* _Selected passage_:
The completed bag. |
I very nearly made the seam allowances for the lining bag too narrow. The problem with doing that is that stitching too close to the edge of my moderately coarse linen can result in having the stitches pull out of the linen in wear. however, I succeeded in making my seams narrow enough that all raw edges were enclosed and the structural part of each seam was sewn through two folded edges, which should make it strong enough for a durable lining.
Because I made the seams on the lining bag so narrow, the lining is bigger than the felt outer bag, though that's not a big problem in use. A slightly bigger problem is the fact that the felt seams are thick enough that the frames don't quite sit squarely where they should, making the bag a tad lopsided. It still seems solidly functional, however.
With regard to the "trim", I ended up cutting a strip of the amber wool about 4 inches wide and folded both long edges under. The top folded edge was stitched the top edge to the top of the bag, and the bottom edge was stitched to the body of the bag. After that, I sewed the frames to the bag by stitching each wool tab down separately to the bag, first on the inside of the bag, then on the outside.
The steps involved in my method of construction, in order, were as follows:
1. Whipstitch the edges of the felt bag together (treating the bag as I had pinned it together for the last post on this subject as the wrong side of the bag, since both sides are very similar in appearance).
2. Add a running stitch close below all of the whipstitched edges.
3. Turn the felt bag right-side out.
4. Cut an approximately 4-inch (about 10 cm) wide strip of the thinner amber fabric, turning the long edges under, and stitch the strip to the bag at the top.

[Annotation dataset entries]

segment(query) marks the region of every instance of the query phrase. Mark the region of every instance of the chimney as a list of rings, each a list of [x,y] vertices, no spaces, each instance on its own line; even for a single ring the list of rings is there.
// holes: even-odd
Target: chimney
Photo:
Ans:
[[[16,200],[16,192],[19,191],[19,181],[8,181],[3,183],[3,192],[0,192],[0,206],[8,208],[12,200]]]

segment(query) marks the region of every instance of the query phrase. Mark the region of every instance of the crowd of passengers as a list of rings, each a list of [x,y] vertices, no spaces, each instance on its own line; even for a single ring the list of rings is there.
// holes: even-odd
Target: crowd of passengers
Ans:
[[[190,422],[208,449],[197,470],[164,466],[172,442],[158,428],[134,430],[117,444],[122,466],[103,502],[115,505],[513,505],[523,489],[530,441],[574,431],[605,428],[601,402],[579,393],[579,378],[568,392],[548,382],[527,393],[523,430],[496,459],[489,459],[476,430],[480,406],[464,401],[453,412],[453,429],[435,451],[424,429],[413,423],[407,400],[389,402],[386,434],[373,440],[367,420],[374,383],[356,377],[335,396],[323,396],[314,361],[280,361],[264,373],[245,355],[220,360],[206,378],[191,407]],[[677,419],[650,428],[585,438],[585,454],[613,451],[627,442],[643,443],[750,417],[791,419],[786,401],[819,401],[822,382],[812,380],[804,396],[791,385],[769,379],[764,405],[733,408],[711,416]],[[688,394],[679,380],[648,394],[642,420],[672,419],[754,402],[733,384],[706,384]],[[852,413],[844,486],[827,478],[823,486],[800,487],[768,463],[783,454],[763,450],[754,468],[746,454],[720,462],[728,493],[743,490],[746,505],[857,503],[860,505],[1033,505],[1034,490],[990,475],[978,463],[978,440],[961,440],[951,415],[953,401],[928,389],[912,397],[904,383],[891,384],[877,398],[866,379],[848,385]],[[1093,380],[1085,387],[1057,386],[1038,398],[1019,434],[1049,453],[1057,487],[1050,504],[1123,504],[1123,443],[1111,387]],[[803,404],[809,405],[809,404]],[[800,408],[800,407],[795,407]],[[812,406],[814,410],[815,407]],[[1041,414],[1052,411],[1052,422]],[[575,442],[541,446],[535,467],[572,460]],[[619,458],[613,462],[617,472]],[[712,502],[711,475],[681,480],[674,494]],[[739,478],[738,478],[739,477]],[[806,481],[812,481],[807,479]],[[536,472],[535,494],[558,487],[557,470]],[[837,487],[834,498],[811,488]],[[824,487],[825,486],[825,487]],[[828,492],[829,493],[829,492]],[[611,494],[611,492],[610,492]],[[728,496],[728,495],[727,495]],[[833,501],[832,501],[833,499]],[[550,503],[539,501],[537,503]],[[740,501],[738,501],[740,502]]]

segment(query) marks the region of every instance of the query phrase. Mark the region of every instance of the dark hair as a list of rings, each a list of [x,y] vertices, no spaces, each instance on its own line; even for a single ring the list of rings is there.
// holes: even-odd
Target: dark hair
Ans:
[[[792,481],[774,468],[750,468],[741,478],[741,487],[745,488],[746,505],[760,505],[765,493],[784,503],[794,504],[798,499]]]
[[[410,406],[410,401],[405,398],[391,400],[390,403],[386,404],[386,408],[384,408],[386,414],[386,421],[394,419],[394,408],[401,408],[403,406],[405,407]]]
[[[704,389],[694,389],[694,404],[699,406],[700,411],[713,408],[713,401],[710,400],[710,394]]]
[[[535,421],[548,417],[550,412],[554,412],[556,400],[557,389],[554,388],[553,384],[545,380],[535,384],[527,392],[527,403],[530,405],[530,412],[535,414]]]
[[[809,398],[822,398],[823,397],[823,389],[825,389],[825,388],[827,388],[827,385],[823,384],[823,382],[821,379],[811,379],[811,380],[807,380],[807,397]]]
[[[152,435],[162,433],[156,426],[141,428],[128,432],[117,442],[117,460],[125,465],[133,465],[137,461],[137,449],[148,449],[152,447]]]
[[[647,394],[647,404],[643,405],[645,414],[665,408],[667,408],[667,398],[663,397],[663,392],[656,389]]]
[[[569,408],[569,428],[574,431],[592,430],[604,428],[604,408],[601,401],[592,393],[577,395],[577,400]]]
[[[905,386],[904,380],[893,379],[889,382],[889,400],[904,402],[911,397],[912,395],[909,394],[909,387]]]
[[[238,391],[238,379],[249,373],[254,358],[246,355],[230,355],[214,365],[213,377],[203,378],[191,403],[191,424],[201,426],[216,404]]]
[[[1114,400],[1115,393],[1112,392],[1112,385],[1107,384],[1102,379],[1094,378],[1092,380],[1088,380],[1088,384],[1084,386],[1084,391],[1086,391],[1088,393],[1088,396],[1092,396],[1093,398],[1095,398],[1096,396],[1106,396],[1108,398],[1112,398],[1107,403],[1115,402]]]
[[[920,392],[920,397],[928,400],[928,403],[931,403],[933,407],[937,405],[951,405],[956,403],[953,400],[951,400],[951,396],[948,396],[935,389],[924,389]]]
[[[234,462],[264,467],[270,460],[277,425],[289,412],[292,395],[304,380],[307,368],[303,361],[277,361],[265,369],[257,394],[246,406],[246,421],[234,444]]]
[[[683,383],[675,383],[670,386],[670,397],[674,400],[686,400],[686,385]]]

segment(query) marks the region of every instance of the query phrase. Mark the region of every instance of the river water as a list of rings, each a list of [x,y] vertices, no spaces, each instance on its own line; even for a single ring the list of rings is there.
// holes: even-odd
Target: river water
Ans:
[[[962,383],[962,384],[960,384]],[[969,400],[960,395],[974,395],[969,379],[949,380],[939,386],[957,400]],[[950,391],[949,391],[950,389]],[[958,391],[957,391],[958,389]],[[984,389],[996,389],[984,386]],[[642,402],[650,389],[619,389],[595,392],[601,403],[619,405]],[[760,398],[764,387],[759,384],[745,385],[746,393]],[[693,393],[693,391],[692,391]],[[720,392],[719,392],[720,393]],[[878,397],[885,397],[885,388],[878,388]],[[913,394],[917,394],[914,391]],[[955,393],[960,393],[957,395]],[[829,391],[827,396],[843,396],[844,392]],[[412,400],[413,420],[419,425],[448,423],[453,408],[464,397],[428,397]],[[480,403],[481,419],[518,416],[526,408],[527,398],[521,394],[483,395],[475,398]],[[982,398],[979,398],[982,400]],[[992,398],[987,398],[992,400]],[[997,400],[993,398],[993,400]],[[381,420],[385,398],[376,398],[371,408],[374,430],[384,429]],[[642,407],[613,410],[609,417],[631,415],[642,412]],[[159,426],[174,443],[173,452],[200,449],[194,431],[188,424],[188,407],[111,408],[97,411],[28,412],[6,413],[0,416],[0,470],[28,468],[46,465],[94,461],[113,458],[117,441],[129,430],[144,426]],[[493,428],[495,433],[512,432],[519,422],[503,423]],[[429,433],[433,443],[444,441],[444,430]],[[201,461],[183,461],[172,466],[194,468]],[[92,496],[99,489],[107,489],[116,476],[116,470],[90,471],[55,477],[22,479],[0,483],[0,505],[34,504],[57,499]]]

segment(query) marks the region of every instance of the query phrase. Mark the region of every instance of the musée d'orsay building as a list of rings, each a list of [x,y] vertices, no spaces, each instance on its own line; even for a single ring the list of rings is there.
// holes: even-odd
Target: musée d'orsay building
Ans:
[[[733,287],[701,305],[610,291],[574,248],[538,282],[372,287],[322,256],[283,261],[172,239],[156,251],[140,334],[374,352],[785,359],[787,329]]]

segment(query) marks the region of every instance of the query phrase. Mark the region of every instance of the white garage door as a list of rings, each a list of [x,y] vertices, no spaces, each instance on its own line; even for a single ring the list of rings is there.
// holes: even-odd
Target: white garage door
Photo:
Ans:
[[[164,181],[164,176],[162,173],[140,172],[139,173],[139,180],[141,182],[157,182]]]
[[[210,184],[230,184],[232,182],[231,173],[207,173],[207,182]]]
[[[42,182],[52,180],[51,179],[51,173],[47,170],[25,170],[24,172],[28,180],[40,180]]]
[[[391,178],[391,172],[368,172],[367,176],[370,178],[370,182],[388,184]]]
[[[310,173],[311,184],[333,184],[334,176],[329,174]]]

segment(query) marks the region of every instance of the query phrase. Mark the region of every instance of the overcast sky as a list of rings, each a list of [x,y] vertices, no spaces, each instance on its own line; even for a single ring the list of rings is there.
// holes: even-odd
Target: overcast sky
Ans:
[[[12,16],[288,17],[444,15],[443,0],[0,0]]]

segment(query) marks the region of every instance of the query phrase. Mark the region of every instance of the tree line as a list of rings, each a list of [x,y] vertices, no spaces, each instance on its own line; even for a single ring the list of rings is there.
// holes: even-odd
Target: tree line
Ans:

* _Written tasks_:
[1] In the bag-making text, how wide was the strip of amber wool cut for the trim?
[2] Please reproduce the bag-making text from "With regard to" up to and including "on the outside.".

* _Exercise answers_:
[1] About 4 inches (about 10 cm) wide.

[2]
With regard to the "trim", I ended up cutting a strip of the amber wool about 4 inches wide and folded both long edges under. The top folded edge was stitched the top edge to the top of the bag, and the bottom edge was stitched to the body of the bag. After that, I sewed the frames to the bag by stitching each wool tab down separately to the bag, first on the inside of the bag, then on the outside.